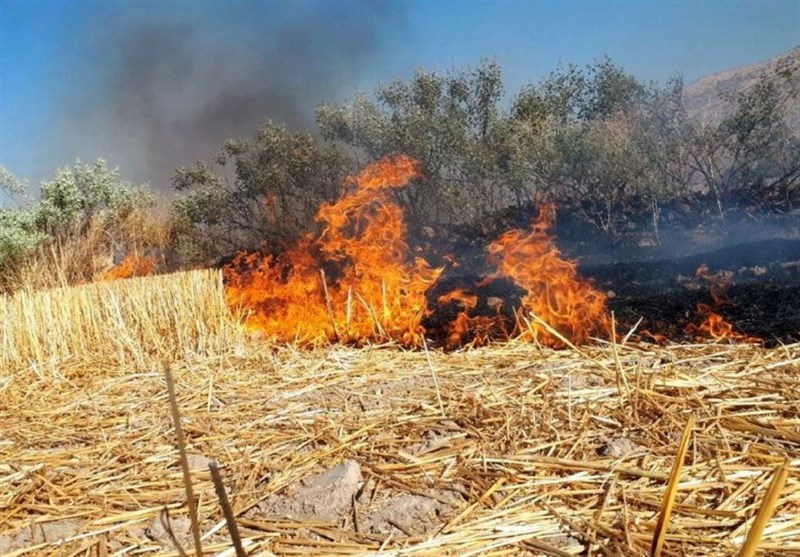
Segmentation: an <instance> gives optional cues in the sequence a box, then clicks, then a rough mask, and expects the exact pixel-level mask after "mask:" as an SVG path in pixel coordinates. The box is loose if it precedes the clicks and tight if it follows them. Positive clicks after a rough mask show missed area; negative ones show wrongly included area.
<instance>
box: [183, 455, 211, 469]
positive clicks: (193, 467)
mask: <svg viewBox="0 0 800 557" xmlns="http://www.w3.org/2000/svg"><path fill="white" fill-rule="evenodd" d="M186 460H187V461H188V462H189V470H208V464H209V463H210V462H211V459H210V458H206V457H204V456H203V455H195V454H190V455H186Z"/></svg>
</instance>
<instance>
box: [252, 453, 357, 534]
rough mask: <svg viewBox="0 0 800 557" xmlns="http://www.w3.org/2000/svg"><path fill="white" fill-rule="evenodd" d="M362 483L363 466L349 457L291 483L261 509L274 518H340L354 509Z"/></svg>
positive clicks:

§ Task to carry out:
Replace every "rough mask" in the records above with "coarse mask" and reproduce all of them otherwise unchanged, leaving out the pictures.

§ Answer box:
Segmentation: an <instance> gives optional cues in the sequence a box, then clicks, then a coarse mask, and expects the exact pixel-level mask after "mask:" as an SVG path in pixel coordinates. The box is loose if it precedes the clicks and tight if it follows them. Positive clicks after a coarse mask show missed area; negative ones show wrongly included area.
<instance>
box: [183, 455, 211, 469]
positive clicks: (193, 467)
mask: <svg viewBox="0 0 800 557" xmlns="http://www.w3.org/2000/svg"><path fill="white" fill-rule="evenodd" d="M186 460H187V461H188V462H189V470H208V464H209V463H210V462H211V459H210V458H206V457H204V456H203V455H195V454H190V455H186Z"/></svg>
</instance>
<instance>
box: [252, 453, 357, 534]
coarse mask: <svg viewBox="0 0 800 557" xmlns="http://www.w3.org/2000/svg"><path fill="white" fill-rule="evenodd" d="M362 483L363 466L349 457L291 483L261 509L274 518H340L354 509Z"/></svg>
positive clicks:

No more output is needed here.